Render every line of the material below as a numbered list, skipping blank lines and leaving out the pictures.

======== EXTRACTED MATERIAL

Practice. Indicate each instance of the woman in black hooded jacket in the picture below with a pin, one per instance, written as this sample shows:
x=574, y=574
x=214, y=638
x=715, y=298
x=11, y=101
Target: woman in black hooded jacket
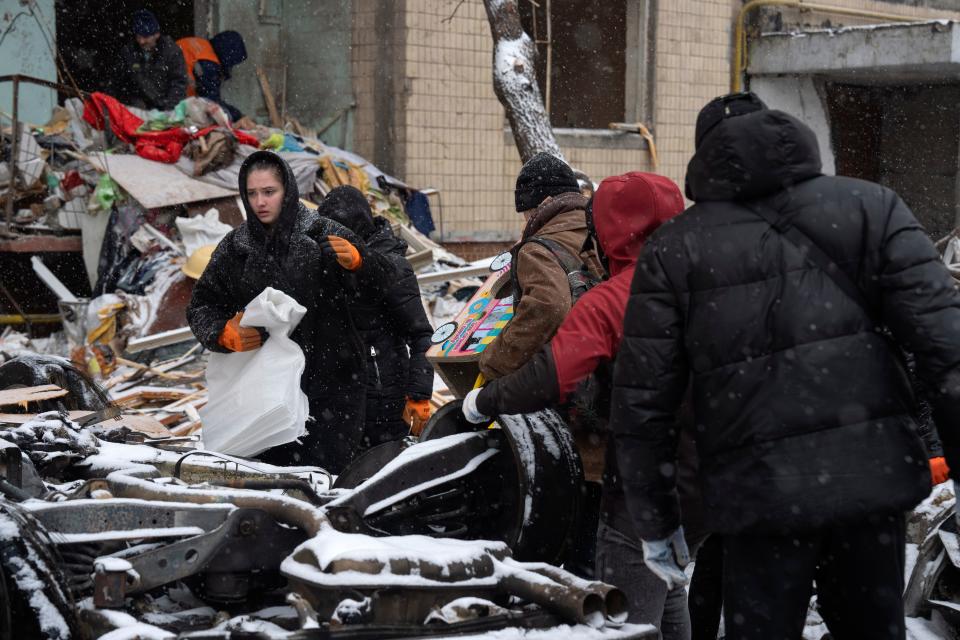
x=392, y=324
x=318, y=263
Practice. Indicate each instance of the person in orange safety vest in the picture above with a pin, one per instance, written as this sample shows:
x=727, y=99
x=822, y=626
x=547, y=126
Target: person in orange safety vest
x=209, y=63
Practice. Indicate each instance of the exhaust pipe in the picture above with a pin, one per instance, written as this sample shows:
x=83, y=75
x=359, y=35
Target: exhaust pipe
x=616, y=609
x=580, y=605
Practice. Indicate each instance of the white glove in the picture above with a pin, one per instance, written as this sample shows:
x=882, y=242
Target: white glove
x=956, y=504
x=469, y=408
x=666, y=558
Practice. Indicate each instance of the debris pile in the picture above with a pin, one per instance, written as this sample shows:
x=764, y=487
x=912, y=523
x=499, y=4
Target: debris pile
x=148, y=193
x=120, y=532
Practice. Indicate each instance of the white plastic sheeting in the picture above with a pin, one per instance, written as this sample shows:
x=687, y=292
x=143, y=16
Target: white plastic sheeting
x=255, y=396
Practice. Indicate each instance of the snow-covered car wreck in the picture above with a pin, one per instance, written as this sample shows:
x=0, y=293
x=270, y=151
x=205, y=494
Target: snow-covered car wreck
x=107, y=533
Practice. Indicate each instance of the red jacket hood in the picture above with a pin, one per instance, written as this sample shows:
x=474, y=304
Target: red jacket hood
x=627, y=209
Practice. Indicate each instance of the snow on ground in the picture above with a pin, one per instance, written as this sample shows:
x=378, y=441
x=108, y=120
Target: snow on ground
x=917, y=628
x=565, y=632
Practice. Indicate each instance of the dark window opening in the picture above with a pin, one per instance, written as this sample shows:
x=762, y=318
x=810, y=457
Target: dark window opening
x=588, y=67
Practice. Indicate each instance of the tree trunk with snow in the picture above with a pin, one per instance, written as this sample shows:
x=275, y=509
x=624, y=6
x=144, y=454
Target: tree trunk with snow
x=515, y=81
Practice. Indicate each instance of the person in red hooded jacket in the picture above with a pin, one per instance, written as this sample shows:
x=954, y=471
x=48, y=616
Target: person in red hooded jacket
x=625, y=211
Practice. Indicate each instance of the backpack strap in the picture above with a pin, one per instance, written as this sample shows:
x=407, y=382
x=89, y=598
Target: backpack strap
x=578, y=276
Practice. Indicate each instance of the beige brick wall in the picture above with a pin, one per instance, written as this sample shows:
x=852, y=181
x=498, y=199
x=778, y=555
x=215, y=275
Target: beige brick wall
x=453, y=123
x=363, y=61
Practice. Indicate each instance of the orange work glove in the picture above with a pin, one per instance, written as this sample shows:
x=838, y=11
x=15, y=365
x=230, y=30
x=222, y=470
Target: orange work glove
x=939, y=471
x=416, y=413
x=347, y=255
x=237, y=338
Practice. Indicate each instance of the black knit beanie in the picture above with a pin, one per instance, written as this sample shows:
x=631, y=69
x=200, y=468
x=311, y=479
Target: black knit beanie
x=541, y=176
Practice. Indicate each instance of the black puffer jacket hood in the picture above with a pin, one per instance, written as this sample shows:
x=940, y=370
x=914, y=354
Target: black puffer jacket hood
x=751, y=156
x=384, y=240
x=277, y=236
x=348, y=206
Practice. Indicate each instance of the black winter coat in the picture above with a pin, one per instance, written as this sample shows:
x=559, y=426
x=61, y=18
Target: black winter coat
x=393, y=321
x=803, y=411
x=157, y=82
x=289, y=257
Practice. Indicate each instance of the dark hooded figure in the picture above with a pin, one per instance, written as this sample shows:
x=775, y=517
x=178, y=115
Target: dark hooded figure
x=149, y=73
x=393, y=326
x=320, y=264
x=625, y=211
x=767, y=298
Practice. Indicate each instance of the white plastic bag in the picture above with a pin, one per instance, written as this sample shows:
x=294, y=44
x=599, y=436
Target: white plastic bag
x=202, y=230
x=255, y=398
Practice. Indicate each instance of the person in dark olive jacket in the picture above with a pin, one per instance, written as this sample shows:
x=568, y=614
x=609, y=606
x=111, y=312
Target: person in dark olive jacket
x=769, y=294
x=393, y=326
x=625, y=210
x=317, y=262
x=150, y=73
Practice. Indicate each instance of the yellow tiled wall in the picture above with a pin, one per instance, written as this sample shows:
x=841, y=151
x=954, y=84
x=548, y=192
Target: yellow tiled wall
x=453, y=124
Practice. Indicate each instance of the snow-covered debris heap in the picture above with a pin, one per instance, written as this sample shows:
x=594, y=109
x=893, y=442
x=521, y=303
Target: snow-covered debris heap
x=49, y=440
x=105, y=533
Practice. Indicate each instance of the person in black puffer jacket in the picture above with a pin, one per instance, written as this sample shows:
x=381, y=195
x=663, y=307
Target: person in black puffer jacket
x=804, y=416
x=317, y=262
x=393, y=326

================

OUTPUT OF THE TASK >>
1. Practice. Indicate each instance of the woman in black hooded jacket in the picture below with a pin, one per instance, written as this sample shows:
2. x=574, y=574
3. x=214, y=638
4. x=715, y=298
5. x=11, y=101
6. Target: woman in black hooded jacket
7. x=392, y=324
8. x=318, y=263
9. Practice. Indicate each instance of the person in orange safety vest in the picture above with a pin, one per instance, written as this sample shows:
10. x=727, y=99
11. x=822, y=626
12. x=547, y=126
13. Target: person in orange safety vest
14. x=209, y=63
15. Practice. Indicate each instance of the exhaust pipe in the picture above with a pin, one per instance, written as this sample shows:
16. x=83, y=75
17. x=359, y=35
18. Target: exhaust pipe
19. x=616, y=609
20. x=580, y=605
21. Practice. Indicate each instance of the white glove in the picture above with a pin, one per instance, written as this sample shows:
22. x=882, y=242
23. Target: white glove
24. x=956, y=504
25. x=469, y=408
26. x=666, y=558
27. Practice. Indicate each instance of the debris pile in the picture above with a pin, one per instance, written as this sample shows:
28. x=764, y=487
29. x=912, y=523
30. x=499, y=4
31. Target: debris pile
32. x=148, y=193
33. x=120, y=532
34. Practice. Indicate each instance of the white plastic sheeting in the picture above with a pin, one per instance, written as this sample shows:
35. x=687, y=292
36. x=143, y=16
37. Target: white plastic sheeting
38. x=255, y=396
39. Practice. Indicate each instance of the snow-covered car wreck in the picture above with a pin, one per instance, written as this sample shows:
40. x=0, y=293
41. x=270, y=151
42. x=205, y=494
43. Target: snow-covered car wreck
44. x=107, y=533
45. Practice. Indicate each instance of the red jacket hood in the picture above with a pin, one per instance, written as this sample shows:
46. x=474, y=304
47. Target: red jacket hood
48. x=627, y=209
49. Practice. Indicate each instance of the snow on ground in the picture above with a pin, one per instance, written as this sample shows:
50. x=378, y=441
51. x=108, y=120
52. Target: snow on ground
53. x=917, y=628
54. x=565, y=632
55. Practice. Indicate each instance of the dark window opening in the picture above with a pin, one per instance, written as this sample shows:
56. x=762, y=318
57. x=810, y=457
58. Target: dark window opening
59. x=588, y=67
60. Practice. Indicate each instance of the tree trunk with snow in the picture above with a pin, one per instance, written as this sample shows:
61. x=275, y=509
62. x=624, y=6
63. x=144, y=454
64. Target: tree trunk with snow
65. x=515, y=81
66. Practice. Indicate each instance of the person in red hooded jacket in the picture above with a pin, one per instance, written as this sample shows:
67. x=954, y=471
68. x=48, y=616
69. Target: person in red hooded jacket
70. x=625, y=211
71. Practice. Indicate each instance of the backpack strap in the picture above with a pin, one per instance, written as this sample shows:
72. x=407, y=382
73. x=89, y=598
74. Target: backpack strap
75. x=578, y=276
76. Practice. Indicate each instance of the beige brick wall in the picture above with a pin, one per instance, written as this sample shows:
77. x=852, y=181
78. x=498, y=199
79. x=778, y=555
80. x=215, y=275
81. Target: beige brick wall
82. x=453, y=123
83. x=363, y=61
84. Practice. Indicate each instance of the orange work glove in the picture above with a pin, one per instance, written as this sample shows:
85. x=838, y=11
86. x=15, y=365
87. x=230, y=30
88. x=222, y=470
89. Target: orange work glove
90. x=939, y=471
91. x=416, y=413
92. x=347, y=255
93. x=237, y=338
94. Practice. Indicate each instance of the black knit beanie in the picture above with a pin, one per instance, written as this sample shows:
95. x=631, y=69
96. x=200, y=468
97. x=311, y=479
98. Target: black knit beanie
99. x=541, y=176
100. Practice. Indicate each instance of the black puffer jacket hood in the picture above with a pin, one per instance, written as this sample shows:
101. x=940, y=370
102. x=914, y=354
103. Target: black puffer jacket hood
104. x=751, y=156
105. x=384, y=240
106. x=277, y=236
107. x=348, y=206
108. Practice. Indicate each instance of the black winter coat in the picture above with a pin, one per instance, written as this sample shows:
109. x=559, y=426
110. x=61, y=18
111. Target: black winter coat
112. x=393, y=321
113. x=803, y=411
114. x=157, y=82
115. x=289, y=257
116. Practice. Indicate each instance of the dark hooded figure in the picture above with a pin, one per instance, written as this sample shows:
117. x=775, y=517
118. x=178, y=115
119. Target: dark hooded figure
120. x=149, y=73
121. x=393, y=326
122. x=320, y=264
123. x=625, y=211
124. x=767, y=298
125. Practice. Indicate each instance of the white plastic bag in the picture above with a pin, one per instance, written as this sample shows:
126. x=294, y=44
127. x=599, y=436
128. Target: white plastic bag
129. x=202, y=230
130. x=255, y=398
131. Practice. Indicate each instance of the person in dark olive jacket in the picture above with a pin, one per instance, written as this sample shows:
132. x=568, y=614
133. x=609, y=606
134. x=111, y=312
135. Target: person in dark olive jacket
136. x=769, y=294
137. x=393, y=326
138. x=625, y=210
139. x=317, y=262
140. x=150, y=73
141. Practice. Indicate each instance of the yellow tiled wall in the picture above with a pin, one per instance, written as this sample shows:
142. x=841, y=151
143. x=954, y=84
144. x=548, y=192
145. Target: yellow tiled wall
146. x=453, y=124
147. Practice. Indicate each instance of the snow-covered debris heap in the picture above with a pin, one per instance, written as this sample shows:
148. x=594, y=109
149. x=893, y=442
150. x=521, y=303
151. Target: snow-covered debris heap
152. x=49, y=440
153. x=105, y=533
154. Practice. Indicate each instance of the person in black puffer jacket in the picture above with a pin, one per instance, written as this sample shows:
155. x=381, y=195
156. x=663, y=307
157. Target: person in black puffer jacket
158. x=804, y=416
159. x=317, y=262
160. x=393, y=326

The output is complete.